WRITTEN INSTRUCTION A: In the podcast transcript, what does Chad say WeWork's annual retreats were often treated like?
WRITTEN INSTRUCTION B: In the podcast transcript, write out the passage starting at "Mike: [00:13:15] Alright guys." and ending at "study of WeWork.", substituting "final episode" for "last episode".

EXCERPT:
___
Mike: [00:13:15] Alright guys. Well, that’s a wrap of the BottomUp podcast. We’ll see you next time for the last episode on breaking down the case study of WeWork.

Mike: [00:00:07] Hello, and welcome to the BottomUp podcast. This is episode two of the BottomUp podcast. I am your co-host Mike Parsons, and as always, I’m joined by the man with the plan, Mr. Chad Owen himself.

Chad: [00:00:22] Hey Mike, and I just wanted to say thank you, listeners, for continuing to join us here on this journey into decoding and understanding WeWork. We’ve got part two of a four-part case study here. that comes straight from a case study that we’ve put up on the BottomUp.IO coursework. And, Mike, I’m curious, 

if we couldn’t just get right into the second P or people, and break down kind of, WeWork’s successes and maybe failures when it comes to, people and their business.

Mike: [00:00:55] Totally well, much like the product side of the business that WeWork, the people side is a big tick. They got it right in a big way. And the interesting thing here is that obviously their employees were really happy up until very, very recent times, but there’s a bigger learning in this, Chad, which is, and this is one of our tenants in BottomUp thinking, which is that great teams build great products. And,

if you don’t have a great team, we really believe it is impossible to build a great product. And we’ve heard many great entrepreneurs talk about, the fact that if you want happy customers, then your customer support team need to be happy themselves. How can you imagine? Like calling up a call center.

And if everyone’s very, very unhappy, there’s no magical thing. that will instantly mean that they give a great customer experience. So, there is a direct, correlation. You may even say causation between great culture, great people, they make great products. And I think the story is what we have here with WeWork that the employees were really happy.

Don’t you think Chad? 

Chad: [00:02:05] Yeah. They certainly got, all of the benefits of working at a typical startup company. And I would say even beyond, all employees got perks, like insurance, wellness programs, unlimited sick days, which, I don’t know many people have. And you know,


their work experiences would culminate in these, annual retreats that were often treated like summer camp.

I think they actually called them WeWork summer camps, but you know, places like Big Sur in California and, the coasts in England. And of course, with every startup comes your stock options and equity plans, that I’m sure you know, padded out to everyone’s compensation packages.
___
GIVEN INFORMATION:
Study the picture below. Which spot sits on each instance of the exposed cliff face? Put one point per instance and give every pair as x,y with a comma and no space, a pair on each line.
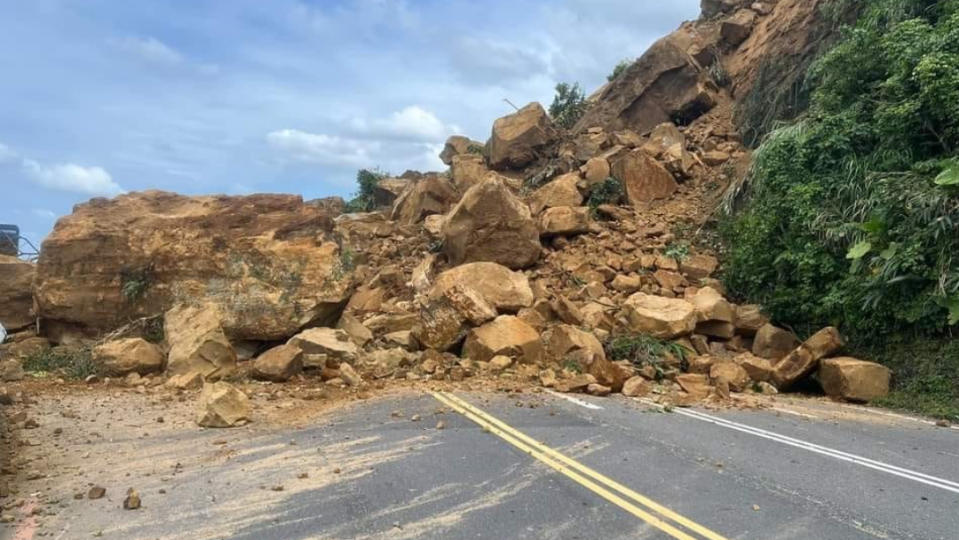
270,263
749,56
___
COMPLETE RESPONSE A: Summer camp.

COMPLETE RESPONSE B:
Mike: [00:13:15] Alright guys. Well, that’s a wrap of the BottomUp podcast. We’ll see you next time for the final episode on breaking down the case study of WeWork.